Verilen Metin:
<<<<

5 Nisan 2010 Pazartesi

Hoffenheim Kılığında Bucaspor



Sezon başında Bank Asya’nın zirvesinde olacak takımlar tahmininde hiç de kimsenin tutturamayacağı bir zirve ile karşı karşıya kaldık son 5 maça girerken. Süper Lige merhaba diyen Karabükspor ve demeye çok yaklaşan Bucaspor sürpriz ikili olarak gelecek sezon bir üst seviyede mücadele edecek gibi görünüyor.

İşçi kenti Karabüksporiçin daha derli toplu bir yazı yazmanın sözünü vererek bu haftasonu Karşıyaka ile karşılaşan Bucaspor takımı ve son maçı üzerine bir şeyler yazmaya çalışacağım.

>>>>

Sağlanan Malzemeler:
<<<<

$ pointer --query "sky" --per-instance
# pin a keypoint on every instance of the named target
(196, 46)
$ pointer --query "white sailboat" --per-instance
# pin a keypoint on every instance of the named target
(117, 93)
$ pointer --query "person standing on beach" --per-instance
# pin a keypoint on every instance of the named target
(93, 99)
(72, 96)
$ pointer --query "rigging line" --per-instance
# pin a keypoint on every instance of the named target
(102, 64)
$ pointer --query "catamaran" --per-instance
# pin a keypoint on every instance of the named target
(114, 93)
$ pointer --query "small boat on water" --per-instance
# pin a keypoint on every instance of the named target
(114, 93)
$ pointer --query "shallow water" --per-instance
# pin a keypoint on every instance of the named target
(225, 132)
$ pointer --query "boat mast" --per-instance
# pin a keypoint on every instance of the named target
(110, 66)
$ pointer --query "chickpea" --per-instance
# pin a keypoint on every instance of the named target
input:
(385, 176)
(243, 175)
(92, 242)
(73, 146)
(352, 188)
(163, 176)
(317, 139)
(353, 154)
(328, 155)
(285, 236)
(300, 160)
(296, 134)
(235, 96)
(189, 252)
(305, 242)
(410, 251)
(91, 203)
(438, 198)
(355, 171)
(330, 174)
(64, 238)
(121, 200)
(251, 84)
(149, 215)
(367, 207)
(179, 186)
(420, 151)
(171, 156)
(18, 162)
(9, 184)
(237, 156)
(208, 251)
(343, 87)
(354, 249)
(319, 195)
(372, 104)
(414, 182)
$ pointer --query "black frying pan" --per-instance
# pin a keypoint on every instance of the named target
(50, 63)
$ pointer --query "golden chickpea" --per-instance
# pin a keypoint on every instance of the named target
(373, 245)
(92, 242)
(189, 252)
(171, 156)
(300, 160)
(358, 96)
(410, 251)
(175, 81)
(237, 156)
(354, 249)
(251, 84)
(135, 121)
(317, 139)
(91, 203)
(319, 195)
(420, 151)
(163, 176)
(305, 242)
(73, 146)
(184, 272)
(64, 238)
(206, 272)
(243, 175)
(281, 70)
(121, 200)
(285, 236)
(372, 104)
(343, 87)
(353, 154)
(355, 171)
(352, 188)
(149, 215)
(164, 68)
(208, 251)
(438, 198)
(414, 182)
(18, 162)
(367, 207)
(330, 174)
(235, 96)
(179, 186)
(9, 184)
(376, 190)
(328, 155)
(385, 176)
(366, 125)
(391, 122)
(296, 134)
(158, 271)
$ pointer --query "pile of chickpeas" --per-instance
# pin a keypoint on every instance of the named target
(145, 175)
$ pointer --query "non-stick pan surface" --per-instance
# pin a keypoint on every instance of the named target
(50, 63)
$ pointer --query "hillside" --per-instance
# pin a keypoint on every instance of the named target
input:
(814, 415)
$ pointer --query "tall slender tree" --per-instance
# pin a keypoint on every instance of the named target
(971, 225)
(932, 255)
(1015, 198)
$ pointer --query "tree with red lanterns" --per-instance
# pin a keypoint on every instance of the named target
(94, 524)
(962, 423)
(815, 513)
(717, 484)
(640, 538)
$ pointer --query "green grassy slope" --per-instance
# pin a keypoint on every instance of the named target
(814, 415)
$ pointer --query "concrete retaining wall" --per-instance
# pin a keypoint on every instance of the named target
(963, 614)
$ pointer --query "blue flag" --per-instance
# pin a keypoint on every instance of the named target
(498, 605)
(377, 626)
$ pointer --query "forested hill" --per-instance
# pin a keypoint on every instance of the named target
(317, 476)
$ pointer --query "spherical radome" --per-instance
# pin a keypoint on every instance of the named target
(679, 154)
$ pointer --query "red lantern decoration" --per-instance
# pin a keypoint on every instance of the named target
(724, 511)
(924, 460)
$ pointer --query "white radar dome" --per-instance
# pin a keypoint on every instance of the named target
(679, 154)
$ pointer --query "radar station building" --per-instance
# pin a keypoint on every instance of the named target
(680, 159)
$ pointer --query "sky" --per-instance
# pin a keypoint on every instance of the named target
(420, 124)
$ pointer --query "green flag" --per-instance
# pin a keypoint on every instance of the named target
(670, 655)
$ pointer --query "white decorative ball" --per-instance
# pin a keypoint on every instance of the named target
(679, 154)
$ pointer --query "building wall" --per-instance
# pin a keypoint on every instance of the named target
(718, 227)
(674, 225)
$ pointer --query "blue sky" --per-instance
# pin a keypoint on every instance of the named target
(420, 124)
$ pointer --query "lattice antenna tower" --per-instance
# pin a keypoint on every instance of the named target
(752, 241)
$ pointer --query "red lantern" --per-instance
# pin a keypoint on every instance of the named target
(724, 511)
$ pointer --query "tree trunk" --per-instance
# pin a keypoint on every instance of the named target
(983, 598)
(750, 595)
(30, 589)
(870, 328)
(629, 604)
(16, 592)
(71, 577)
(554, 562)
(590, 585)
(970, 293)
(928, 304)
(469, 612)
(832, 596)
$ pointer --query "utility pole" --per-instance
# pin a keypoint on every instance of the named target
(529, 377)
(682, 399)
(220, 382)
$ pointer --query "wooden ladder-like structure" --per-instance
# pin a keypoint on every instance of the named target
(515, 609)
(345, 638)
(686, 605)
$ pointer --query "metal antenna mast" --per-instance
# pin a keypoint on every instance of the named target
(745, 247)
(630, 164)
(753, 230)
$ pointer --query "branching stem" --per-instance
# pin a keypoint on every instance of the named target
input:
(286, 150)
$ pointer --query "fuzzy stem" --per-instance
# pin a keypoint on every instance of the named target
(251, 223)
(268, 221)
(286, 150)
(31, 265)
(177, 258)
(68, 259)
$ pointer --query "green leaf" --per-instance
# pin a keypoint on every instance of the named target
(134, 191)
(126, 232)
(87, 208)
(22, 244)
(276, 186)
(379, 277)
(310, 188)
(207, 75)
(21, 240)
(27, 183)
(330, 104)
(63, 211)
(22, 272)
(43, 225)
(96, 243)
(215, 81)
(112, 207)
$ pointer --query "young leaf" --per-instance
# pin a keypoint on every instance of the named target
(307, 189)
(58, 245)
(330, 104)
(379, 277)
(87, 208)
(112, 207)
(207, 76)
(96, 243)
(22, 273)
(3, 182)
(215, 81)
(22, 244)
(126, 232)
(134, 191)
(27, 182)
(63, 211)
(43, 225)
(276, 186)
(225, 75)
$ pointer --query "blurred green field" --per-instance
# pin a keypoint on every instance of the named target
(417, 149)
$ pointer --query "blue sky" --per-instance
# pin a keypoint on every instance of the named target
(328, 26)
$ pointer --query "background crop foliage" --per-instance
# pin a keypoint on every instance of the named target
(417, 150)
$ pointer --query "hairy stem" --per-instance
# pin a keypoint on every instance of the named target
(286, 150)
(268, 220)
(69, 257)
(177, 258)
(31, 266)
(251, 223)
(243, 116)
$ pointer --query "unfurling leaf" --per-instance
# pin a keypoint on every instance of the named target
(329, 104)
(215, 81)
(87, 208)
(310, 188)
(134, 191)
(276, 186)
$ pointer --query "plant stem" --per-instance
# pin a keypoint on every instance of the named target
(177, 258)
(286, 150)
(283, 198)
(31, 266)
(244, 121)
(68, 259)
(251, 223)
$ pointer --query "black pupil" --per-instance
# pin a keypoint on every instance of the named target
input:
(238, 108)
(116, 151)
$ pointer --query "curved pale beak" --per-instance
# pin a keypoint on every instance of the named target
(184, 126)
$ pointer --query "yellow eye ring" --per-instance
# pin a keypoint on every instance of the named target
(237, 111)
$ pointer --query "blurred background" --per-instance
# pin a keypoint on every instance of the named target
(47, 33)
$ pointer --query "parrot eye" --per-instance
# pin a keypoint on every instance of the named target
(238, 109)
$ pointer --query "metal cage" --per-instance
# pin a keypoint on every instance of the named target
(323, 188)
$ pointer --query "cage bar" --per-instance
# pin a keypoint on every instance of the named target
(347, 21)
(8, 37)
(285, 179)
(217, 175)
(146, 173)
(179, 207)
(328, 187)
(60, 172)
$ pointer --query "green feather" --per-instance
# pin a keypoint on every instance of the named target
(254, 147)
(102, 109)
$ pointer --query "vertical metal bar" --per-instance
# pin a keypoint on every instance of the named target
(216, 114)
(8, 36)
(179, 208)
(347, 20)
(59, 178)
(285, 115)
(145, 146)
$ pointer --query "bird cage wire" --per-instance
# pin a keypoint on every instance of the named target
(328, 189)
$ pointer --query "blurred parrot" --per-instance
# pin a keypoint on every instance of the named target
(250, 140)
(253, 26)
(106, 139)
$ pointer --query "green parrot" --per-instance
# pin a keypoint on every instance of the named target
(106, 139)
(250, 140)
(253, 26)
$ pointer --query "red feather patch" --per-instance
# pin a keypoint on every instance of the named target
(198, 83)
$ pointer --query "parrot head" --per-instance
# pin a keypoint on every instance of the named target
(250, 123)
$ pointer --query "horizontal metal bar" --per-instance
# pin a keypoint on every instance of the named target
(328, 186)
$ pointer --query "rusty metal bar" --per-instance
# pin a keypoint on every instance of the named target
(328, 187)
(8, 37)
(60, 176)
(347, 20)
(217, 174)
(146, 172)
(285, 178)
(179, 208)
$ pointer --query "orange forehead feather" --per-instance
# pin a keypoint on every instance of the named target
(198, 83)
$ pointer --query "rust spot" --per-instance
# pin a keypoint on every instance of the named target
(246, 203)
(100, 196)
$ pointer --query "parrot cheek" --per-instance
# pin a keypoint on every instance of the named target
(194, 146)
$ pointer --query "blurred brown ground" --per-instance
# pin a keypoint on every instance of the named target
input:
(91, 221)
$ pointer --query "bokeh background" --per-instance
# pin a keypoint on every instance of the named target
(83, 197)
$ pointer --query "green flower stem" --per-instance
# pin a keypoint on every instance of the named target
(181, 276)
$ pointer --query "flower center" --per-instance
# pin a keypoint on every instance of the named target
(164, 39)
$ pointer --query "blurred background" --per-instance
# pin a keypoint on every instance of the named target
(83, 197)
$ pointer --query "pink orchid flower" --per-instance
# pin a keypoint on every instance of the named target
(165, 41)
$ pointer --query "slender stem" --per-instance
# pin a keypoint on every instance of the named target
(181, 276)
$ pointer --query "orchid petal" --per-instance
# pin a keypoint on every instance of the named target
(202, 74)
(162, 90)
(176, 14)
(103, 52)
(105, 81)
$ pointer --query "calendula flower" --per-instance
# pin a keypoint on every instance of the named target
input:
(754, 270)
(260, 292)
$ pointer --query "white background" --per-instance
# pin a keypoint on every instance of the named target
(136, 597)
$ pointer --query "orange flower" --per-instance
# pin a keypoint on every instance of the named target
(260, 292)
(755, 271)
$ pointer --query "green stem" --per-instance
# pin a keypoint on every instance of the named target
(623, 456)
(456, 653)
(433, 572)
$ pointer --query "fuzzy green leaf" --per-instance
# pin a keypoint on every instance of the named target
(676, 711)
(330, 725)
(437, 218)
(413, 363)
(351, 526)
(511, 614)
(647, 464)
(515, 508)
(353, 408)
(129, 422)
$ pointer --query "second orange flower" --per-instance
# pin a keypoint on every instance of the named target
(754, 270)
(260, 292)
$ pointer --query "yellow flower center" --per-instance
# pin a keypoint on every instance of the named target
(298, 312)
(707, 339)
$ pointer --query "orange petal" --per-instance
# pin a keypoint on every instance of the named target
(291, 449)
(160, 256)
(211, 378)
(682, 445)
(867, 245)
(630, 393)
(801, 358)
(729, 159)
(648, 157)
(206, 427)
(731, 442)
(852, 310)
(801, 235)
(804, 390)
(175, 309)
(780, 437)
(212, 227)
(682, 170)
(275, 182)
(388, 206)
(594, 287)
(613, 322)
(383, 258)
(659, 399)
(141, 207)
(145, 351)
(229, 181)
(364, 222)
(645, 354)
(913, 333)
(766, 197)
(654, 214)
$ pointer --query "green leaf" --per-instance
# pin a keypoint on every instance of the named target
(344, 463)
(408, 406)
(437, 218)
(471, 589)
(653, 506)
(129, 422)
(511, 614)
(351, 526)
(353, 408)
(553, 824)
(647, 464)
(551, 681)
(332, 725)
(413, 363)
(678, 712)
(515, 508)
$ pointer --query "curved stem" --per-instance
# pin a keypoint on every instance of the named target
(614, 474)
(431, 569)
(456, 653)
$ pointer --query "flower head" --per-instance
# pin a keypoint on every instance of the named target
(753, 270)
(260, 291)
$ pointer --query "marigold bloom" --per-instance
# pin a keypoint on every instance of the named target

>>>>

Görevler:
• a. Bucaspor yazısını "Hoffenheim Kılığında Bucaspor" sözleriyle başlayıp "şeyler yazmaya çalışacağım." sözleriyle bitecek biçimde yeniden yazınız; bunu yaparken "Karşıyaka" yerine "Göztepe" koyunuz.
• b. "orange" dizesinin geçtiği bütün satırları bir araya getiriniz.
Metin ile satırlar arasında hiçbir bağ yoktur.

Alıştırma Yanıtları:
• a.
Hoffenheim Kılığında Bucaspor



Sezon başında Bank Asya’nın zirvesinde olacak takımlar tahmininde hiç de kimsenin tutturamayacağı bir zirve ile karşı karşıya kaldık son 5 maça girerken. Süper Lige merhaba diyen Karabükspor ve demeye çok yaklaşan Bucaspor sürpriz ikili olarak gelecek sezon bir üst seviyede mücadele edecek gibi görünüyor.

İşçi kenti Karabüksporiçin daha derli toplu bir yazı yazmanın sözünü vererek bu haftasonu Göztepe ile karşılaşan Bucaspor takımı ve son maçı üzerine bir şeyler yazmaya çalışacağım.

• b.
$ pointer --query "orange forehead feather" --per-instance
$ pointer --query "orange flower" --per-instance
$ pointer --query "second orange flower" --per-instance
$ pointer --query "orange petal" --per-instance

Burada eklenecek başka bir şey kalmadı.